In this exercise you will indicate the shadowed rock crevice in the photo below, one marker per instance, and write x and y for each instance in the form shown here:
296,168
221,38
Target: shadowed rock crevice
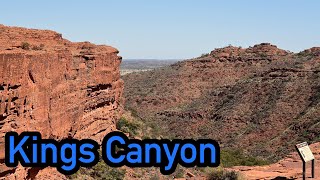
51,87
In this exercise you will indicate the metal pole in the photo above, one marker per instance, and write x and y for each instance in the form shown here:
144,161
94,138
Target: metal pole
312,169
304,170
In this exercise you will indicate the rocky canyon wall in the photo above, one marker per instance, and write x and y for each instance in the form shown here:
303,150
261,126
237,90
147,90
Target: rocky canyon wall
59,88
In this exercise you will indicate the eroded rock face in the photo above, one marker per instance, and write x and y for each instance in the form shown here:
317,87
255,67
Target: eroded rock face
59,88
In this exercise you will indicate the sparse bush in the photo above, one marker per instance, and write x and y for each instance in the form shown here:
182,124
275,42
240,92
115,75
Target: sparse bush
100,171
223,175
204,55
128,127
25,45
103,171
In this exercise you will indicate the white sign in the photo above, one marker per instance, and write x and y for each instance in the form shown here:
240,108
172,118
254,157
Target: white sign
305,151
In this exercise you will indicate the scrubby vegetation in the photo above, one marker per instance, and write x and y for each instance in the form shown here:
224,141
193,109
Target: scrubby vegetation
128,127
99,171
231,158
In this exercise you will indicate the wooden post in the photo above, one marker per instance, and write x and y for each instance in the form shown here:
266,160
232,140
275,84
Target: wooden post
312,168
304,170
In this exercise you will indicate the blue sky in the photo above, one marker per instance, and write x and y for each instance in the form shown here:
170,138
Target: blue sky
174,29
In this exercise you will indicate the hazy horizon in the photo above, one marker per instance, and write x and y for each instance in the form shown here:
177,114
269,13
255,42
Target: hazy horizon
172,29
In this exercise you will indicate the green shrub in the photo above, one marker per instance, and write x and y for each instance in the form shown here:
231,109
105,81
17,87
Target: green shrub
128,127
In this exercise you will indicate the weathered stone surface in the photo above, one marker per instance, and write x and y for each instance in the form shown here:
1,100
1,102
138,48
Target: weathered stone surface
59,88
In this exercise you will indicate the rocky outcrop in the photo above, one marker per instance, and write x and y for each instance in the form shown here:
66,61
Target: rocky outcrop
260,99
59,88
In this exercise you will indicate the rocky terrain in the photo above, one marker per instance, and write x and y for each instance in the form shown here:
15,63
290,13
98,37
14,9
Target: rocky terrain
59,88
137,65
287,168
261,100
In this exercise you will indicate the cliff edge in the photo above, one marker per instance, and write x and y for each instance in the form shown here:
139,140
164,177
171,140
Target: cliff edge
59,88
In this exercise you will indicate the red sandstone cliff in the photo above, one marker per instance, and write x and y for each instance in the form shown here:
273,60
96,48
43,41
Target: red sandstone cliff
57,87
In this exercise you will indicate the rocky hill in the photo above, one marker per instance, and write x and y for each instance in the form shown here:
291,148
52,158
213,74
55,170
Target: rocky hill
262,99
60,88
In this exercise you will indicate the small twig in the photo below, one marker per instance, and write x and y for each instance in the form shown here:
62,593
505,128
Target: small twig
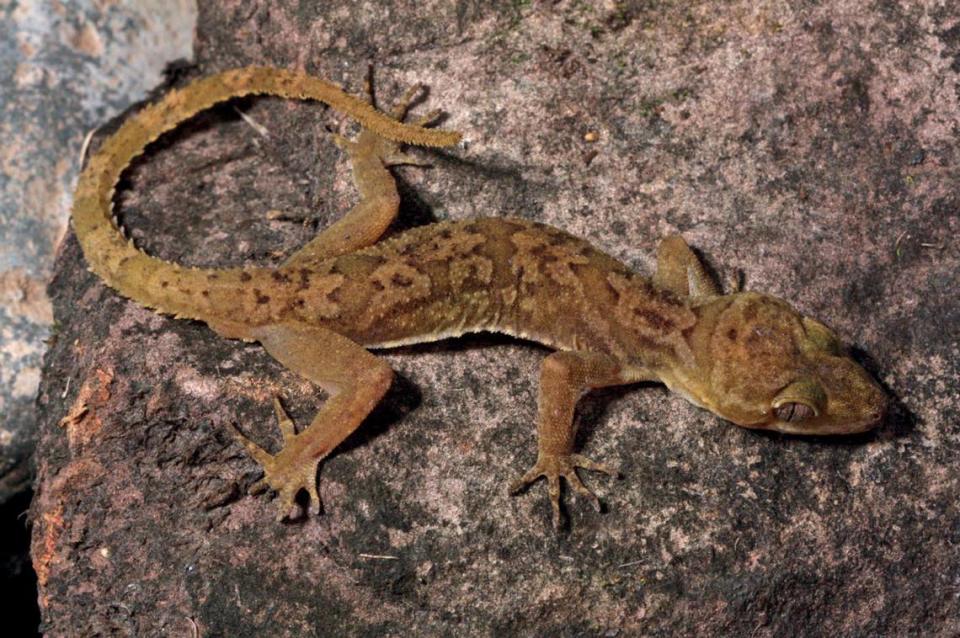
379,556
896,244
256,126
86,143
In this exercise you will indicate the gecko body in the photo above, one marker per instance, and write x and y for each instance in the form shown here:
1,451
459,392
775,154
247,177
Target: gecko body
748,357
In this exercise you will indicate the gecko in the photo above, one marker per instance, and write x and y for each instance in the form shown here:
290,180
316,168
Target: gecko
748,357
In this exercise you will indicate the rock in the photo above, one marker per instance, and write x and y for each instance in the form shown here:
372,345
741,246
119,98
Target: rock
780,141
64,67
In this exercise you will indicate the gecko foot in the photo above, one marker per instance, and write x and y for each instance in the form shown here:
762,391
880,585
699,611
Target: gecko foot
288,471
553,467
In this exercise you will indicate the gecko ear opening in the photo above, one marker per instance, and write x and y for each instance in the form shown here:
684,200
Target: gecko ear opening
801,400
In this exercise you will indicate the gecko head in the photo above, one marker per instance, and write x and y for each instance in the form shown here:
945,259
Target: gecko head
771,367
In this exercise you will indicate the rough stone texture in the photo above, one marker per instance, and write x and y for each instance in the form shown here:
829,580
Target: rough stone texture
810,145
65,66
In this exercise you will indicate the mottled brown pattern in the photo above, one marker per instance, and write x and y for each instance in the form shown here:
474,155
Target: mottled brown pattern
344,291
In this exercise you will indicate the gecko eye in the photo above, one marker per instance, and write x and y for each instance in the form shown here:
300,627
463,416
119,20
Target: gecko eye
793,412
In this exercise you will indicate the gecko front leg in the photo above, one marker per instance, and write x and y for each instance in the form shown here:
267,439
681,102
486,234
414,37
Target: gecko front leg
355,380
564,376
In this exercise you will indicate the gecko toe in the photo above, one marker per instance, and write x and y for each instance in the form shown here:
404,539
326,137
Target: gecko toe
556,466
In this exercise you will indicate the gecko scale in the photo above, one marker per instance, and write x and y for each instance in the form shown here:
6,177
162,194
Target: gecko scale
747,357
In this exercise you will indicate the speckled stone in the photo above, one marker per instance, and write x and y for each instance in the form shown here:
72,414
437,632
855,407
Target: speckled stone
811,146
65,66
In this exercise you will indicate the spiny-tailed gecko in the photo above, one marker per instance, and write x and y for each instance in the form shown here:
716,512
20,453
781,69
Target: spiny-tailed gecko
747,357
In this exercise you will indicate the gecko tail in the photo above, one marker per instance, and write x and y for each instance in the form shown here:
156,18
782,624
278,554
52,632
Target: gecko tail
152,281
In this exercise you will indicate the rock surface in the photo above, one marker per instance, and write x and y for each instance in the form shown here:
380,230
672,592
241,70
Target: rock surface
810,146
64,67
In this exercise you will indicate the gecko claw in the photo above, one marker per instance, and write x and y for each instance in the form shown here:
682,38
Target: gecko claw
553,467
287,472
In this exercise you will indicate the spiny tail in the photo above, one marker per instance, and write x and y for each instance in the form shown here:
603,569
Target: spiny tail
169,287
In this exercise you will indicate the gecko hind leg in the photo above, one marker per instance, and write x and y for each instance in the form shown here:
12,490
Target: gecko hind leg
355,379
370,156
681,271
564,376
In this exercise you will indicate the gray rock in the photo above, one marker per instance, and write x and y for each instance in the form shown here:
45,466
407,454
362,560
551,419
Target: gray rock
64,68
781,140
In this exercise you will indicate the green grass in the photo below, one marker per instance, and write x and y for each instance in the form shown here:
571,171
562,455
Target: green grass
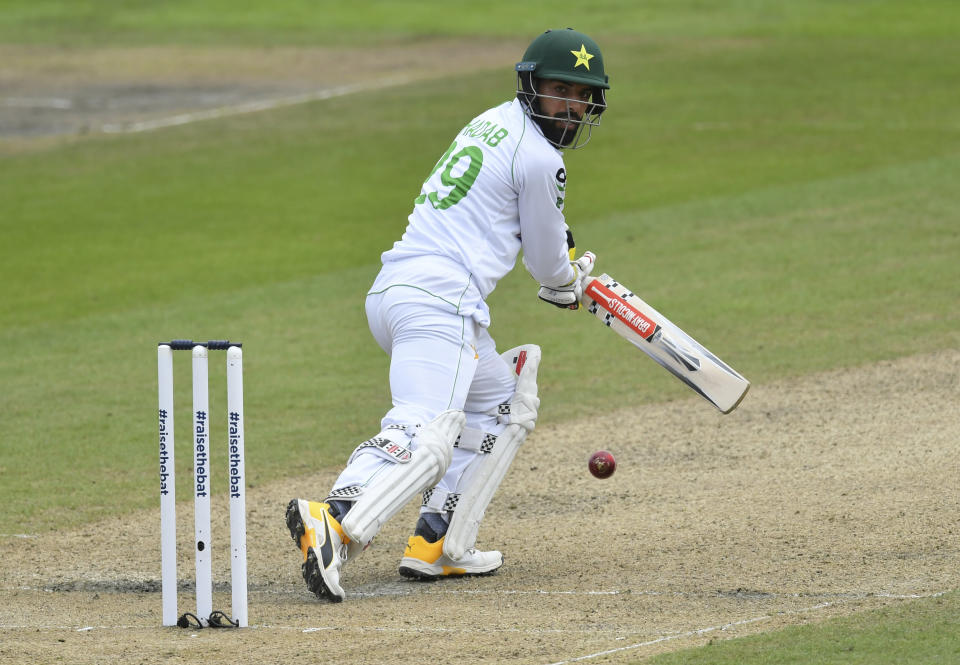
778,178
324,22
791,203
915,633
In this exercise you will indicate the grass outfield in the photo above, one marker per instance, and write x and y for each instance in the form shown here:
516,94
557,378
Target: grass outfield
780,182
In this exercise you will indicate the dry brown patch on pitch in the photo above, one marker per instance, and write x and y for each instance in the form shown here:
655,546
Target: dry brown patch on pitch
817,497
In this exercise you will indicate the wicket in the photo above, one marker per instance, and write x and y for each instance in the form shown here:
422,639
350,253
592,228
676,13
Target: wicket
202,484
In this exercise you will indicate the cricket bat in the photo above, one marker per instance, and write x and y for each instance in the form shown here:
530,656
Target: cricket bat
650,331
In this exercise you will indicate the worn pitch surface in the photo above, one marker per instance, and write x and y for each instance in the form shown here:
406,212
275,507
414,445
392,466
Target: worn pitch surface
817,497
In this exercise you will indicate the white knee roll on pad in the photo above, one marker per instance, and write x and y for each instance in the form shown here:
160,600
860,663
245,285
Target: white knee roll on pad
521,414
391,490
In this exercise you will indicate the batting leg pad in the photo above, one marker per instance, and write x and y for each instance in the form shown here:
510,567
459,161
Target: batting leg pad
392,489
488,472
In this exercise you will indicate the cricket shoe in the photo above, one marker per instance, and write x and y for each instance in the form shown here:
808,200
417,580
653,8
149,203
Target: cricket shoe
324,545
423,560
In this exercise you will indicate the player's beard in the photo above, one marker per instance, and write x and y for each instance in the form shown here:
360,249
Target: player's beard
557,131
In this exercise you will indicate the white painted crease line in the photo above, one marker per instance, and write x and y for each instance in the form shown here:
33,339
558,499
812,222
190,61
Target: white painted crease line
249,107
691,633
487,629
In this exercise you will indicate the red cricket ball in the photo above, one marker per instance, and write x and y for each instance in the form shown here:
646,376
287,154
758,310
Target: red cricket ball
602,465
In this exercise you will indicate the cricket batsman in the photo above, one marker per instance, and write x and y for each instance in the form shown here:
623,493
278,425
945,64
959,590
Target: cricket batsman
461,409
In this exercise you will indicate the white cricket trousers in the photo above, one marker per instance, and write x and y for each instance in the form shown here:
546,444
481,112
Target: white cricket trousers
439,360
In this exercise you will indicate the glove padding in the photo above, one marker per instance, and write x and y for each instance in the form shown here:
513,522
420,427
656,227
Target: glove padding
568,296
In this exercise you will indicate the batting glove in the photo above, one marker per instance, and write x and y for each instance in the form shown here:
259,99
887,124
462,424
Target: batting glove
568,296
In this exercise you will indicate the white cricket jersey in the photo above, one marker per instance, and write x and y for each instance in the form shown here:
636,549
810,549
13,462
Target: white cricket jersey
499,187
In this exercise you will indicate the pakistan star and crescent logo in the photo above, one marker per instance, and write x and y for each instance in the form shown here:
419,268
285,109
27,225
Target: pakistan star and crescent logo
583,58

TASK DESCRIPTION:
Exactly how many lines in the listing above hold the string "below"? State the number by itself.

SOLUTION TO THIS EXERCISE:
3